(Rows from an object-pointing dataset)
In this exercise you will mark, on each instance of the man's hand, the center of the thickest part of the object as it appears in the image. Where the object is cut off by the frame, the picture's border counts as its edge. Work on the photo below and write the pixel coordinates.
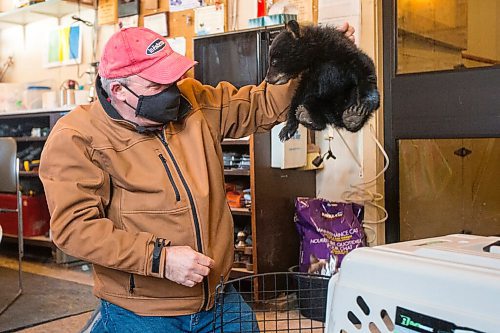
(186, 266)
(348, 31)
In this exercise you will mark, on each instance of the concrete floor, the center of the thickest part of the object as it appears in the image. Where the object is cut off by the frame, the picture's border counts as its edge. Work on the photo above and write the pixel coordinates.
(272, 322)
(46, 267)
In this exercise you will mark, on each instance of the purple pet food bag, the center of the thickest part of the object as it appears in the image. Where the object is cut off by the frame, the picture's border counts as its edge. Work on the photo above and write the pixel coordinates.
(328, 231)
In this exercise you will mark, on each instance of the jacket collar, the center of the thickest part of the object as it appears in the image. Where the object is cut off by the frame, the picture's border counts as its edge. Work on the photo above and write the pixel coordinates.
(105, 101)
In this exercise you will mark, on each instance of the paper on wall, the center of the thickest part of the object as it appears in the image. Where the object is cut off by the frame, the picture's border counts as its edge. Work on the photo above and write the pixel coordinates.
(303, 9)
(178, 44)
(330, 9)
(157, 23)
(336, 12)
(209, 20)
(178, 5)
(107, 12)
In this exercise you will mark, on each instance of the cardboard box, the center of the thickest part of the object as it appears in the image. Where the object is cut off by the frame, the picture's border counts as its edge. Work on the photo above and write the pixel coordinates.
(289, 154)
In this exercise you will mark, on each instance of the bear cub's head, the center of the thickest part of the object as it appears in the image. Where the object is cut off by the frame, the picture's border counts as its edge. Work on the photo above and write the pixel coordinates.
(286, 57)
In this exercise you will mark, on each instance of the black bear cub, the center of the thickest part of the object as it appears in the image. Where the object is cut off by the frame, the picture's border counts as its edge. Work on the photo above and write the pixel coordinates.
(338, 83)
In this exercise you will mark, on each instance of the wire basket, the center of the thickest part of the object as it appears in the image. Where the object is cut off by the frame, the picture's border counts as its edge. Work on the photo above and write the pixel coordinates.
(272, 302)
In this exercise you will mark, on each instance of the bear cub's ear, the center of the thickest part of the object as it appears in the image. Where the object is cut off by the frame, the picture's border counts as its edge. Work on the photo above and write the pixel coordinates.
(293, 27)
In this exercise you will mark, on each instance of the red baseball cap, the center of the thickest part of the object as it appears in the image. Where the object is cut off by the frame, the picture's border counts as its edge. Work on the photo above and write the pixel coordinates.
(142, 52)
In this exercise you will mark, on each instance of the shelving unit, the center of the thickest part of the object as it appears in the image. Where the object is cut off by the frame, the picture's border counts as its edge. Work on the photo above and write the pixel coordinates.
(40, 11)
(275, 244)
(41, 118)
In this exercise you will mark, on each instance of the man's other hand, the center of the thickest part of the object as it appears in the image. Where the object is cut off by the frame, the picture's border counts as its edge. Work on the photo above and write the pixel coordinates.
(348, 31)
(186, 266)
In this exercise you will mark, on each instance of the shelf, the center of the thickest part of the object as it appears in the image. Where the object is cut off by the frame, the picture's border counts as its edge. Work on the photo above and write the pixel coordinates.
(30, 112)
(28, 173)
(241, 211)
(30, 138)
(31, 240)
(233, 142)
(39, 11)
(236, 172)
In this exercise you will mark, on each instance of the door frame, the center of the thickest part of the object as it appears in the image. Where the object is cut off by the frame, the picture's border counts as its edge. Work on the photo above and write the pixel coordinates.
(461, 103)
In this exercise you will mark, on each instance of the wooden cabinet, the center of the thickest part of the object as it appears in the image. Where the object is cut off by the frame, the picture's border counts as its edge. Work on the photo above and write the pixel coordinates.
(270, 219)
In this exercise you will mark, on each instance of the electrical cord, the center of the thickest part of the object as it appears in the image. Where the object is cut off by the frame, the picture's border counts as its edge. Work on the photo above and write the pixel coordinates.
(360, 192)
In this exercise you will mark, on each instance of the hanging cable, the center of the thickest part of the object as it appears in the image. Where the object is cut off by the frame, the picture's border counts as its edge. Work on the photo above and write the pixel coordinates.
(361, 194)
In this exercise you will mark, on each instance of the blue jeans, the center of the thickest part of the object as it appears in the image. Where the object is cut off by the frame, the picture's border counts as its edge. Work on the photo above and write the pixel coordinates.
(238, 317)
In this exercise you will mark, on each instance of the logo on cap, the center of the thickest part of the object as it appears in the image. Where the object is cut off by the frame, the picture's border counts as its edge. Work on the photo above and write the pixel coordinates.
(156, 46)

=== Required task ===
Please copy out every line of the listing above with no changes, omitting the pictures.

=== Written answer ===
In this exercise you will mark, on each instance of the man's hand, the center of the thickest part of the object as it appears in the image. Where the object is cut off by the frame, the picture's border counts as its edge. Work on the photo below and write the pixel coordinates.
(186, 266)
(348, 31)
In this exercise you will mark, on each instance of the concrete floor, the center of the thickest part of the object as it appears in the image. Where the object is cut off by the frame, the picture's border counts as its edge. Work on the photo above and write the pixel coordinates.
(272, 322)
(46, 267)
In this exercise you will mark, on each instance of the purple pet food bag, the center of the thickest part of the object as it appears in the image. Where the object is cut off by the frame, the picture's border counts as its edge. Work on the photo above and write the pixel coordinates.
(328, 231)
In this exercise you will mark, on each instance of the jacket collar, the center of the thickest part of the object as it appears in the image. Where the object is cut off by the frame, the picture's border counts as its edge. Work on the photo above and write the pixel coordinates.
(105, 101)
In this exercise you will mark, on each instance of the paper on wall, the center of the thickest part of the object as it appears in the image. Where the object is cut off by the frame, the picture's border counts as its edge. Work on the photo above and write the pixel coordinates.
(303, 9)
(178, 44)
(330, 9)
(157, 23)
(336, 12)
(209, 20)
(178, 5)
(107, 12)
In this exercise you will mark, on each instance of the cardboard box, the center of the thickest part of the object as it appears in the image. Where the object is cut off by the frame, the picture's border counts as its edge. Work on the photo above and write the pixel coordinates.
(289, 154)
In this exercise you will mark, on each instance of the bear cub's head, the center of the thickest part of the object as it appears in the image. Where the object is cut off by the frame, the picture's border counts as its edge. Work on the photo above and write the pixel coordinates.
(286, 57)
In this exercise you will mark, on each instance of the black bear cub, the center of the thickest part of the object as it appears in the image. Where the object is cut off by the frame, the picture's border counts as its edge. Work on the photo above and write the pixel coordinates.
(338, 83)
In this exercise you will mark, on each instance of the wire basket, the center of the thickest part of the object as it appears in the image. Where the object is cut off by the frame, the picture's border counts as its edge. Work on the photo above and write the pixel coordinates.
(272, 302)
In this exercise you will mark, on each instance of the bear cub's ear, the center of the thickest part of the object as it appears in the image. Where the object is cut off by the frame, the picture's border counts as its edge. Work on the photo above and write the pixel coordinates.
(293, 27)
In this exercise you will mark, on each instance of the red baseball cap, the center of the thickest part of the object as it appears in the image. Where the object is cut off by the frame, the picture's border counts as its edge. Work on the photo above and write the pixel coordinates.
(142, 52)
In this exercise you will mark, on each instance of the shelving unit, the center of the thickest part of the object as it appears in the image. Where the object is cut off by the frame, the picture's border counts as its edge. Work on the photo above and write the pixel coordinates.
(40, 11)
(275, 244)
(41, 118)
In this exercise you will mark, on each instance of the man's other hand, the center of the thickest part of the object as it appears in the image. Where the object is cut off by the frame, the picture's border counts as its edge. Work on the photo above and write the pixel coordinates.
(348, 31)
(186, 266)
In this exercise you will mark, on each instance of the shelf, the center of the thickest part of the object as it appears in the image. Where the object is cut off by the frame, the picture's border counts as its edge. Work on the photo above and write the pixel coordinates.
(30, 112)
(28, 173)
(241, 211)
(30, 138)
(31, 240)
(233, 142)
(39, 11)
(236, 172)
In this exercise you will mark, on each instance of the door frame, the center of the thickest part of the object as it appears in the image. Where the object is cut off by the frame, the picture's border counts as its edge. Work on the photo above and write the pixel coordinates.
(461, 103)
In this exercise you will mark, on each instance of the wooden cabinet, the center of the thickest part of the object as it appears in the image. Where the object is cut off by the frame, the picture's border counts as its edge. Work on the photo above and write the pixel coordinates.
(270, 219)
In this exercise you will mark, on each instance of the electrical cord, the center of the thickest part of the object as it appears in the image. Where the object is cut off by the frame, the picture's border counts as its edge. Work on the photo above and write the pixel coordinates.
(360, 192)
In this exercise you will mark, on each instance of the hanging cable, the center of the thickest part of the object as it appears in the image. Where the object is cut off by the frame, the picture's border counts as its edge. Work on the photo above and write the pixel coordinates.
(361, 194)
In this exercise you will mark, on each instance of the blue jeans, the center of the thickest part of the object as it appears in the image. Where the object is cut off by the frame, the picture's border counts as its edge. Work on the photo above and write the pixel coordinates.
(238, 317)
In this exercise you will mark, on each instance of the logo on cap, the center of the thickest part of the object as it appears in the image. Where the object is cut off by the frame, the picture's border counts as its edge. Work on the photo above and write the pixel coordinates.
(156, 46)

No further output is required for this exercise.